▶ Task goal
Copy out the data from the line with "Could you give the outline of every instance of the blue" through the line with "[[[114,88],[6,85],[0,88],[3,107],[118,114],[117,106],[108,107]]]", including both of those lines. Leave out any pictures.

A run of data
[BEGIN]
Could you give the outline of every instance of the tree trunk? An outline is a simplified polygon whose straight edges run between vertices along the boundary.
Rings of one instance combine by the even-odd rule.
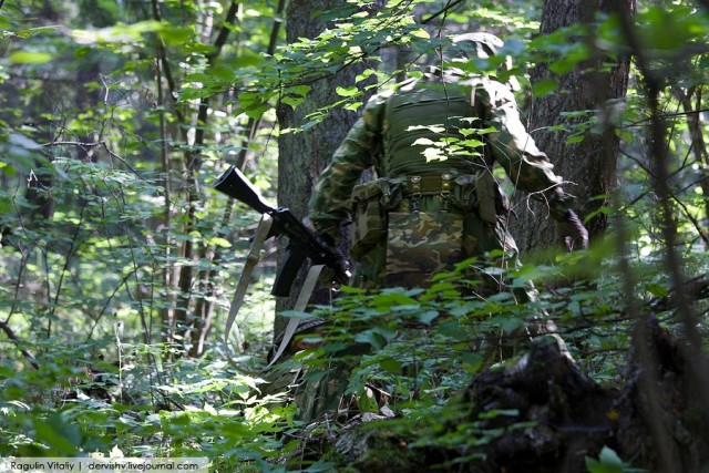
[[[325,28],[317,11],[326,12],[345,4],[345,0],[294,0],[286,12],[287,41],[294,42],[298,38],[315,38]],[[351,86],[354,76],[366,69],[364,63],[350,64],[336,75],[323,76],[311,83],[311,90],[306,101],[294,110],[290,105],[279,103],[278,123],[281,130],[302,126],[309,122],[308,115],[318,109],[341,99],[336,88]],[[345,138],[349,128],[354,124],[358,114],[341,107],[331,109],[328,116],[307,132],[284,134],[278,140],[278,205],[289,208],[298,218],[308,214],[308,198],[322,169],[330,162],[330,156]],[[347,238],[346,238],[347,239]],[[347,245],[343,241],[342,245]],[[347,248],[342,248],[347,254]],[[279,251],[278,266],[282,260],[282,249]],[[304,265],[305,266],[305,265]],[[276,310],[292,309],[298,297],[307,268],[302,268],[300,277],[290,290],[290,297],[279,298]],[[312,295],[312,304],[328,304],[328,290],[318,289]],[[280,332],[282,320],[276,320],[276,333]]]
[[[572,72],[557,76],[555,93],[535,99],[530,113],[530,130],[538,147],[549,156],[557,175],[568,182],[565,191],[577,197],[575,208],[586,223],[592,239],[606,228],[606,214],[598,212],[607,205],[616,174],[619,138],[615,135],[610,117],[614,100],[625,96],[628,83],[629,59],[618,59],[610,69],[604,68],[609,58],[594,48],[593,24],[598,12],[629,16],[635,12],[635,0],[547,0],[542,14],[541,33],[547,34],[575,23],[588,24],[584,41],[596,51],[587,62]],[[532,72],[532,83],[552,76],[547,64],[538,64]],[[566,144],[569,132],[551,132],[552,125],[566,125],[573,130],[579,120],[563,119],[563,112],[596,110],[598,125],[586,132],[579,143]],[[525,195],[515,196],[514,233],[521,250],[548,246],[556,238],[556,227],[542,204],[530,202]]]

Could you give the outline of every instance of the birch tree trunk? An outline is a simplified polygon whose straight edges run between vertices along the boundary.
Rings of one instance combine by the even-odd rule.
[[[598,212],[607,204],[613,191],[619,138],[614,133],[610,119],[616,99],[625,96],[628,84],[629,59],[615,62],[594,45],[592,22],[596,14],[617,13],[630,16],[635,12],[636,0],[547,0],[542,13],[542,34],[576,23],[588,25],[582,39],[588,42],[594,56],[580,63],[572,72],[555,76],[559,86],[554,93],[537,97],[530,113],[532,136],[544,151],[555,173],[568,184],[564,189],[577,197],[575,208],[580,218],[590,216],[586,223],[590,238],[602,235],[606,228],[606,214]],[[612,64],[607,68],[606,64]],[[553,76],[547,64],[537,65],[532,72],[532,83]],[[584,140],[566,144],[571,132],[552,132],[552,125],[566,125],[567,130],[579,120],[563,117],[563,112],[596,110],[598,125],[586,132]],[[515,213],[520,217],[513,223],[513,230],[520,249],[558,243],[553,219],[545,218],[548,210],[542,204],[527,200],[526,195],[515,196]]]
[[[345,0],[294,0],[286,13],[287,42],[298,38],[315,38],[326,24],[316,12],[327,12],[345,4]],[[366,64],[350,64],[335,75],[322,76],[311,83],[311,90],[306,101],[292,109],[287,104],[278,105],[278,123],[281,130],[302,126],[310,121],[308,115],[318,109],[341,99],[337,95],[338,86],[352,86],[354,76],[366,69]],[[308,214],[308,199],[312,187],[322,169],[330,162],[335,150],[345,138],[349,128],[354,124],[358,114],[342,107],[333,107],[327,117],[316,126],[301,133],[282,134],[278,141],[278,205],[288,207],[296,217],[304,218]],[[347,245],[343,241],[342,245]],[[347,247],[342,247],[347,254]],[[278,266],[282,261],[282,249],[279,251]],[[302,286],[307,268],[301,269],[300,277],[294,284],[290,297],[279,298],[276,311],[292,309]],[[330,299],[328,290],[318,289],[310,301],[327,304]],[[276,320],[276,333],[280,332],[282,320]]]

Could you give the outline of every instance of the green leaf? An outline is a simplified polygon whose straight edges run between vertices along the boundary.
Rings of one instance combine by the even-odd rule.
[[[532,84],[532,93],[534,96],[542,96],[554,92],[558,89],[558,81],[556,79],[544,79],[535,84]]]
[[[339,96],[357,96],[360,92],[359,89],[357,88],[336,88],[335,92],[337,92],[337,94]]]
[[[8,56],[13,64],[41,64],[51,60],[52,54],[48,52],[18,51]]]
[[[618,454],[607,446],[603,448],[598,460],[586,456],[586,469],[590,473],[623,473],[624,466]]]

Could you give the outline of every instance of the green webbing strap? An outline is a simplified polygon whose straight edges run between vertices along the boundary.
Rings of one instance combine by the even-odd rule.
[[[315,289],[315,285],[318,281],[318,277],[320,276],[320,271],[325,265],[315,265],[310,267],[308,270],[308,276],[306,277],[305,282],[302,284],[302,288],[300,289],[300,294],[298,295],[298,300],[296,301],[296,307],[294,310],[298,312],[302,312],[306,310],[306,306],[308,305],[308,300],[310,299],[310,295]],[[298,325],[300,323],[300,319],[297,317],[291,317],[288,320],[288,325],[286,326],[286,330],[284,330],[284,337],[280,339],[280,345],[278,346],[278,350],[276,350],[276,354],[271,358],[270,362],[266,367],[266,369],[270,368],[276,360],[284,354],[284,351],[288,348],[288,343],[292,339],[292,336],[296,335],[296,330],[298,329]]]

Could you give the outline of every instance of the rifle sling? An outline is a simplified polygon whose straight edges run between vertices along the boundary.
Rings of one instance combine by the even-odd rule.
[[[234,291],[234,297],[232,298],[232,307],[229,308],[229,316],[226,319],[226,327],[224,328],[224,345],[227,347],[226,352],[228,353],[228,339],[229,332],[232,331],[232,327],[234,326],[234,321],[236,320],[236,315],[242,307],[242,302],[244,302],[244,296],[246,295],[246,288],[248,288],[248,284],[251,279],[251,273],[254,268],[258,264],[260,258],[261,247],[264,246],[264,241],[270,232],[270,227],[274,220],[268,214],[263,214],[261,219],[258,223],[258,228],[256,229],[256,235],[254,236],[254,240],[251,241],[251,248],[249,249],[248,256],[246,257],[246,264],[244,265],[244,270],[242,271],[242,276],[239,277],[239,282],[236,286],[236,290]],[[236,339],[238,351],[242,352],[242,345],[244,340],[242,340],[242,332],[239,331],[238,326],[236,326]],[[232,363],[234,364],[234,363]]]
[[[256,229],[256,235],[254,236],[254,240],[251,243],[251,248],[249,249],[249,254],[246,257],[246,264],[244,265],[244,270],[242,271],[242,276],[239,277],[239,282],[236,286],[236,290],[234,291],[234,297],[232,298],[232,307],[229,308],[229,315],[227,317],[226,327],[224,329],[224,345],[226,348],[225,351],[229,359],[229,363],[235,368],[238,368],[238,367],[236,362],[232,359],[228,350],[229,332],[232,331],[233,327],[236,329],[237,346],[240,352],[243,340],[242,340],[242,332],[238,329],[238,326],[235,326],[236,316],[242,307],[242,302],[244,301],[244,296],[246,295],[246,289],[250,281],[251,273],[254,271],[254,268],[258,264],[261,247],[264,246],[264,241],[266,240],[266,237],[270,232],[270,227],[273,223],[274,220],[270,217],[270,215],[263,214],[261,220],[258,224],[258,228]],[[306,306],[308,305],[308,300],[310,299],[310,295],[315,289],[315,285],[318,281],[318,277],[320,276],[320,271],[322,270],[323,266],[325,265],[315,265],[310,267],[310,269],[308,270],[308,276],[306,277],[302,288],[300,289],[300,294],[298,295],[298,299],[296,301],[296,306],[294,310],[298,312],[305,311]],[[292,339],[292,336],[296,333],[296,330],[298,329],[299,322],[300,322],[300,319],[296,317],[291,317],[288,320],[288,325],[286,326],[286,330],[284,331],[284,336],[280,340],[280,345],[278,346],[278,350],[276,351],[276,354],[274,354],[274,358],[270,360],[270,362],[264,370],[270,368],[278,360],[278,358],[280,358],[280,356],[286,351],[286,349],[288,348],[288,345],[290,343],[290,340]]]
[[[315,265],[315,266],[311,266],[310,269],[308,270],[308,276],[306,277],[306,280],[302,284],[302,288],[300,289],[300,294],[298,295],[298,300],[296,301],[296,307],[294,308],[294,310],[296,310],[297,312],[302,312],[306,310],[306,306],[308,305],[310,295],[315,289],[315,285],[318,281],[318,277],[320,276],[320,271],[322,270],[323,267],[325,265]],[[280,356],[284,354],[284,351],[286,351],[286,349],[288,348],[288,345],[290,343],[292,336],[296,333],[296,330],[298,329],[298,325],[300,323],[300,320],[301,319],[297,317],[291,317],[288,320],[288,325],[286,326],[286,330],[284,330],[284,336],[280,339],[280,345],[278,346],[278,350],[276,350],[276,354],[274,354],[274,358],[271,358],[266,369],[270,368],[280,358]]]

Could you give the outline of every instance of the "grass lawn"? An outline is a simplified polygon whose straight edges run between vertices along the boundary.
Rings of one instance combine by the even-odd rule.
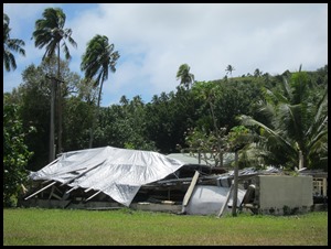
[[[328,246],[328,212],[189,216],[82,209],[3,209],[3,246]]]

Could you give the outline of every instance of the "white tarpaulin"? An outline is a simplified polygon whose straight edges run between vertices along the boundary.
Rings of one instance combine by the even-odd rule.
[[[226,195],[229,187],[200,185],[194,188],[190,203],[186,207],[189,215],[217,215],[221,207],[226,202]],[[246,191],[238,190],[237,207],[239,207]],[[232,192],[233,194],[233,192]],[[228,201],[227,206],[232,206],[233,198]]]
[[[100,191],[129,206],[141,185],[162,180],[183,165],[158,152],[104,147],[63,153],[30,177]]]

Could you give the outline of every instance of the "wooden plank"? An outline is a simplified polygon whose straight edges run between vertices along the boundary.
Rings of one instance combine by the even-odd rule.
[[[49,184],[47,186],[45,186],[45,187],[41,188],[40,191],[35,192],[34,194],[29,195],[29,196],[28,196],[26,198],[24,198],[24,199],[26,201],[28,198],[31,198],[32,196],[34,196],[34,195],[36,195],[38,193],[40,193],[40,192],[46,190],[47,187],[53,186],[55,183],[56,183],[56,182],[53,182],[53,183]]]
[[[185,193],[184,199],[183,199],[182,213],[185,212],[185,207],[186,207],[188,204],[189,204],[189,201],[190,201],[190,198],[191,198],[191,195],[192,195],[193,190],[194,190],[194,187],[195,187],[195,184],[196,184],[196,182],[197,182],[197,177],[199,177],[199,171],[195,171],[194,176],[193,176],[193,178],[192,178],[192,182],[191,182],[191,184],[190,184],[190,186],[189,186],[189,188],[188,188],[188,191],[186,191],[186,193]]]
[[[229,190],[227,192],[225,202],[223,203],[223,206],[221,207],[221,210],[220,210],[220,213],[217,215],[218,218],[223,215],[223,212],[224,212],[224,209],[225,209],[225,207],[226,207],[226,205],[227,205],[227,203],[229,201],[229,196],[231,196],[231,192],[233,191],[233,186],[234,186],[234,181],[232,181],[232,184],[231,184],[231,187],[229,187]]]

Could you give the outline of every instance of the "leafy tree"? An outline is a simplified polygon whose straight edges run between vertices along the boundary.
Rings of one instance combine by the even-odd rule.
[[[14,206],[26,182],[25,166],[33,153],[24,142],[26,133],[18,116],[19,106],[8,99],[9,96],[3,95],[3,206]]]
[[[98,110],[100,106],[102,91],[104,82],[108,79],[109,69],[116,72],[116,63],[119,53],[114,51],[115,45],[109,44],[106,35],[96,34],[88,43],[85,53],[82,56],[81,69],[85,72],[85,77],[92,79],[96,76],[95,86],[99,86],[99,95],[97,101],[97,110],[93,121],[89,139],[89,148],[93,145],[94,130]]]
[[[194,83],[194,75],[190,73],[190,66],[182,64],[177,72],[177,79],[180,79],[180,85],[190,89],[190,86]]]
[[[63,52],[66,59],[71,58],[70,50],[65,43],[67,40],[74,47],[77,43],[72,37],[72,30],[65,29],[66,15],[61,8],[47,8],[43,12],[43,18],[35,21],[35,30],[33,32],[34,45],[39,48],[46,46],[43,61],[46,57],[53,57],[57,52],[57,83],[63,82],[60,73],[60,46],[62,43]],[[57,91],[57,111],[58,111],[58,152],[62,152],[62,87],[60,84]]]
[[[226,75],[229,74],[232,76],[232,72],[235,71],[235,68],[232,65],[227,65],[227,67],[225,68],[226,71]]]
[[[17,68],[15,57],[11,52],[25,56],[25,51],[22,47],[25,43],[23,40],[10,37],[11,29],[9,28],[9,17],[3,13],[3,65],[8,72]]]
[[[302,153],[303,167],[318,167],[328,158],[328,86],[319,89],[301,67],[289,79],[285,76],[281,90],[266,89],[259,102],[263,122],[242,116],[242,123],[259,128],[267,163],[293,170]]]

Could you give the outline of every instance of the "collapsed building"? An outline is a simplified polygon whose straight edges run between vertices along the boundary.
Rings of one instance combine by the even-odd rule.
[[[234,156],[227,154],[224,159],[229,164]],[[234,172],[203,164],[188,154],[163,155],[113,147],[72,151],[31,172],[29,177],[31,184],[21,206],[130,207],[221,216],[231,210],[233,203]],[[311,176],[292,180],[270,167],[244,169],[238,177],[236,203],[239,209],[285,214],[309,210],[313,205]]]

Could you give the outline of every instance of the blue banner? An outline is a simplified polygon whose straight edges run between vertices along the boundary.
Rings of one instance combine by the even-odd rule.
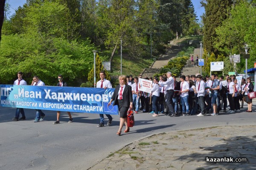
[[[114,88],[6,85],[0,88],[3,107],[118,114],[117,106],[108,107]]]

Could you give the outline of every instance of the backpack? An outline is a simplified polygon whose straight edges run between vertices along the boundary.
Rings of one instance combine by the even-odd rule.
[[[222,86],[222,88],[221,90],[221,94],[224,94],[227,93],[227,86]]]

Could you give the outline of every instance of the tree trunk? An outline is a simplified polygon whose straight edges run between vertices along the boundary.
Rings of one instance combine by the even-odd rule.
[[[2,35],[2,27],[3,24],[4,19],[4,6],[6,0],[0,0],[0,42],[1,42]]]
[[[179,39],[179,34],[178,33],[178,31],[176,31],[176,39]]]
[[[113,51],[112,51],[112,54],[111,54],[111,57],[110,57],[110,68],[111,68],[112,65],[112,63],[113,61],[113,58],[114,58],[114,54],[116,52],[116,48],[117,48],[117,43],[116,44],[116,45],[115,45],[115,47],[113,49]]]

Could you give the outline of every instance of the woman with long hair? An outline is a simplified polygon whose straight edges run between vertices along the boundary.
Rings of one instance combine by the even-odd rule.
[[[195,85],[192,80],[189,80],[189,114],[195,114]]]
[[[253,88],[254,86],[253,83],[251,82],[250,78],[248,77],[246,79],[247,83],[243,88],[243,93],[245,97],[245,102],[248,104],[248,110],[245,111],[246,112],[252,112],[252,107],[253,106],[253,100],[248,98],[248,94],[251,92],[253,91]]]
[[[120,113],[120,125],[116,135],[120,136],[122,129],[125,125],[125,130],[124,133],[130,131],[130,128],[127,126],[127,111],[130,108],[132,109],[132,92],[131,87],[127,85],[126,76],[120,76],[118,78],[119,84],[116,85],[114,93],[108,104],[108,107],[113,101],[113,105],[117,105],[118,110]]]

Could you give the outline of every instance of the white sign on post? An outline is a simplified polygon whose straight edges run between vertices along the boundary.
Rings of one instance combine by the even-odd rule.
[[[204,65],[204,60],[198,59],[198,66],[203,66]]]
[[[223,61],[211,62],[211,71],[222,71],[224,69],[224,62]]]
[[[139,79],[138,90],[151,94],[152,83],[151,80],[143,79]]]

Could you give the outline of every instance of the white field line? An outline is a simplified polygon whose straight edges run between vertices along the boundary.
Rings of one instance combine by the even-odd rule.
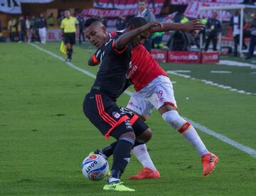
[END]
▶ Worked answer
Could you give the outline of every instance of the blue banner? An outline is a simplified polygon whose straight edges run between vertices along the boundary.
Rings of one instance combine by the even-odd rule.
[[[114,88],[6,85],[0,88],[3,107],[118,114],[117,106],[108,107]]]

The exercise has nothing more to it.